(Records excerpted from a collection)
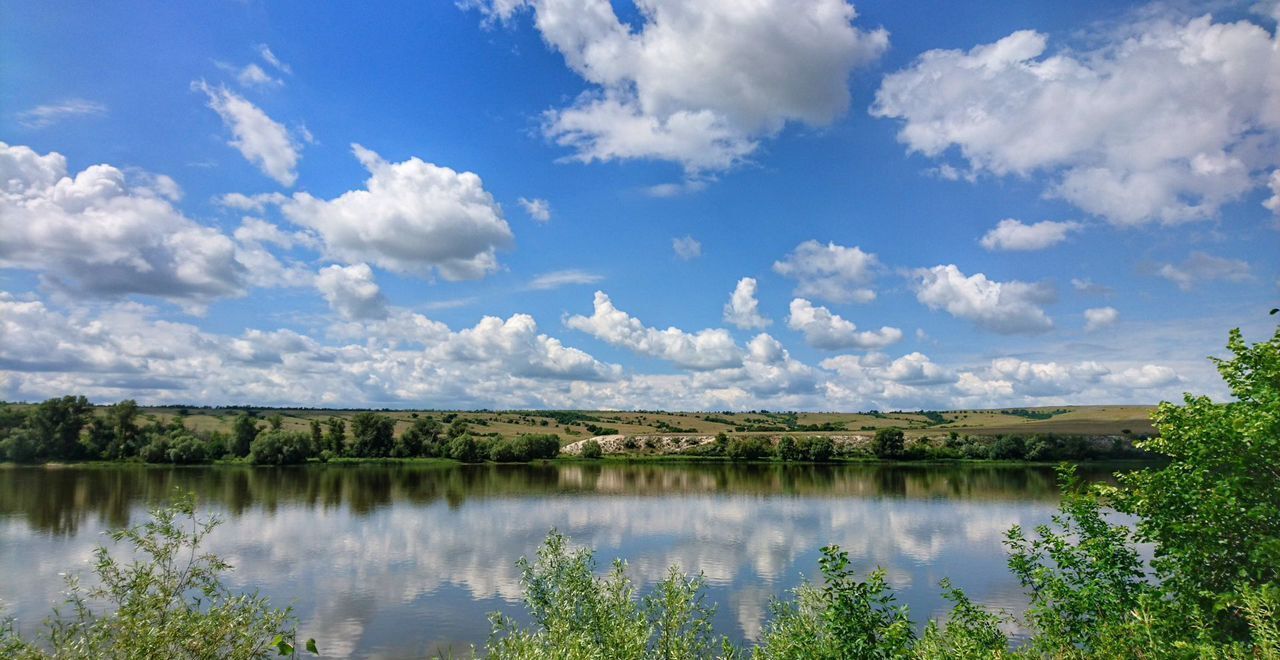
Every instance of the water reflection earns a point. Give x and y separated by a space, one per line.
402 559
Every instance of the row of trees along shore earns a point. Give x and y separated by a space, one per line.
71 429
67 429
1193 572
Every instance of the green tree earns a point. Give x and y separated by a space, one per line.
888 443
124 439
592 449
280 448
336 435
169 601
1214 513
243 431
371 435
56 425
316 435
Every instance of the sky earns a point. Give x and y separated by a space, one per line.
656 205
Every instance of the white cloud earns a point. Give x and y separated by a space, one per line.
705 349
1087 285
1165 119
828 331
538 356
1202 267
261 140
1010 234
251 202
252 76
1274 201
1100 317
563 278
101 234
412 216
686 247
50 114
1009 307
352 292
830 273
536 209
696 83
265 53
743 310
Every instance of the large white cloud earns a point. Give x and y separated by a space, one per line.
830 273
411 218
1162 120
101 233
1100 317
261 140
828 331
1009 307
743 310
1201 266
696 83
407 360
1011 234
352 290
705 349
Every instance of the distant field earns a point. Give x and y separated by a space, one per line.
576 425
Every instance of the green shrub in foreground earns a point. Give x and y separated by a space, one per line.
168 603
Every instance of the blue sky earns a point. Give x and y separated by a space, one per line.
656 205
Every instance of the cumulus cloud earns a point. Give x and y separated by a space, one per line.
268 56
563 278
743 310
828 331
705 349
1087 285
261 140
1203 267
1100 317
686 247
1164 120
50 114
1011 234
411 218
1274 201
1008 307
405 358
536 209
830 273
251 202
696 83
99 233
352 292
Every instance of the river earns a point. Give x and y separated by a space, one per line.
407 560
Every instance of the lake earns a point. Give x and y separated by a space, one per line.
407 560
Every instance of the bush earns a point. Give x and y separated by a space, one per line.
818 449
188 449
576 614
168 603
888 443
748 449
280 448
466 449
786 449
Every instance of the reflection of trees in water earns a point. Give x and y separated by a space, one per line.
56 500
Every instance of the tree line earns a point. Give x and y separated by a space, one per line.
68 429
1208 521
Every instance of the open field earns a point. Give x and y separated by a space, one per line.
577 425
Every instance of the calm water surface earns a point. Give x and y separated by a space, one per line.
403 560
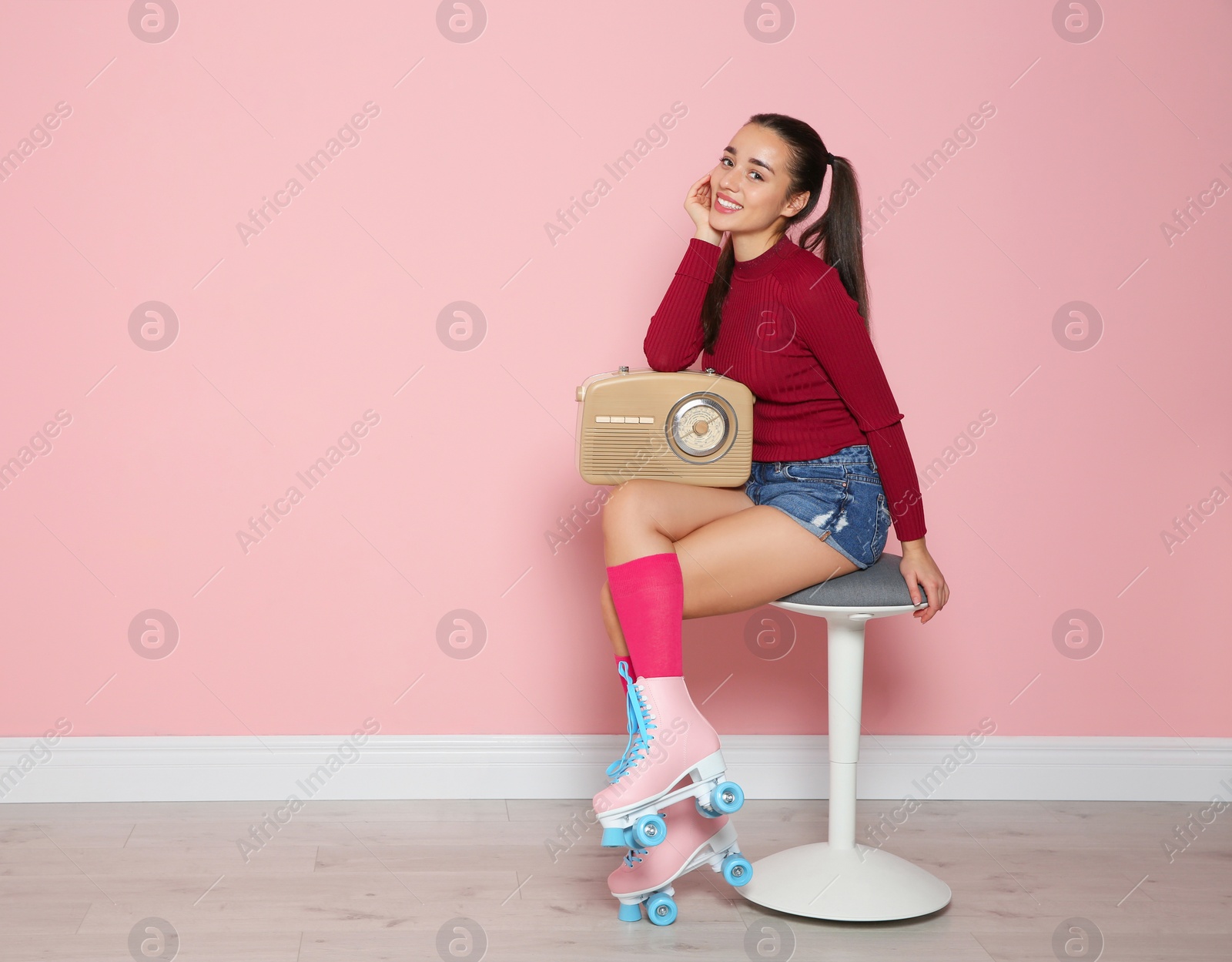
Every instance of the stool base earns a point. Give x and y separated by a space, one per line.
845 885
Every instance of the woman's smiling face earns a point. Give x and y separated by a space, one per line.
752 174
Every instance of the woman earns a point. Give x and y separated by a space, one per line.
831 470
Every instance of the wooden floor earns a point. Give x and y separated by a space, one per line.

-- Problem description --
Every entry above should be given again exactly, with no images included.

-- Expected output --
Every instance of the water reflection earns a point. Give x and y separated by a space, one per line.
402 559
Every instance of the row of trees along shore earns a point. Give x and y separated by a space, one per line.
71 429
67 429
1193 572
Every instance of the green tree earns a point. Give x and y separated by a space, one per line.
888 443
124 439
592 449
280 448
336 435
169 601
1214 513
243 431
371 435
56 425
316 435
Every instance of the sky earns a point. Give x and y separated by a space, one per line.
656 205
Every instance of the white cloud earns a point. Give x and y separated by a space, one per line.
705 349
1087 285
1165 119
828 331
538 356
1202 267
261 140
1010 234
251 202
252 76
1274 201
1100 317
563 278
101 234
412 216
686 247
50 114
1009 307
352 292
830 273
536 209
696 83
265 53
743 310
Every instance of the large white cloud earns a point. Give x and y separated by a space, one per line.
830 273
411 218
1162 120
101 233
1100 317
261 140
828 331
1009 307
743 310
1201 266
696 83
407 360
1011 234
352 290
705 349
Every instance of the distant field earns a point. Give x and y separated by a space, one per line.
576 425
Every instance of the green shrub in foreground earns a point. Give x and y separated by a space, one per line.
168 603
Every instance of the blue sky earns a point. Give x and y separated by a space, one per line.
656 205
Every instance of the cumulus cloud earns a point. Give x and y separated by a space, one per line.
268 56
563 278
743 310
828 331
705 349
1087 285
261 140
1203 267
1100 317
686 247
1164 120
50 114
1011 234
411 218
1274 201
1008 307
405 358
536 209
830 273
251 202
696 83
99 233
352 292
Every instance of the river earns a point. Give x and y separated by a space, one per line.
407 560
Every instance of the lake earns a point. Give x and y separated by a space, one per line.
407 560
Every instance of the bush earns a point. Give x and y separated by a space, one per line.
818 449
188 449
576 614
168 603
888 443
748 449
280 448
466 449
786 449
Every instance of the reflection of trees in water earns a point. Give x and y separated by a space, one per line.
56 500
Every instance of the tree line earns a point. Give x and y separated by a space, one per line.
68 429
1208 521
Every instance of the open field earns a point. Give x and y separated by a space, one per line.
577 425
Every instance of the calm water surface earns a point. Give x and y separated by a space, one per line.
403 560
Every instance of the stool base earns a point. Give x and y separated by a space, one per line.
845 885
Every instance of the woman's smiling face earns a point. Give x and y separated by a space, one per line.
752 174
Every instance of the woman earns a point. Give x and y separated by a space, one per line.
831 470
Every instance of the wooden floor earns a point. Give x and y separated by a space, one per line.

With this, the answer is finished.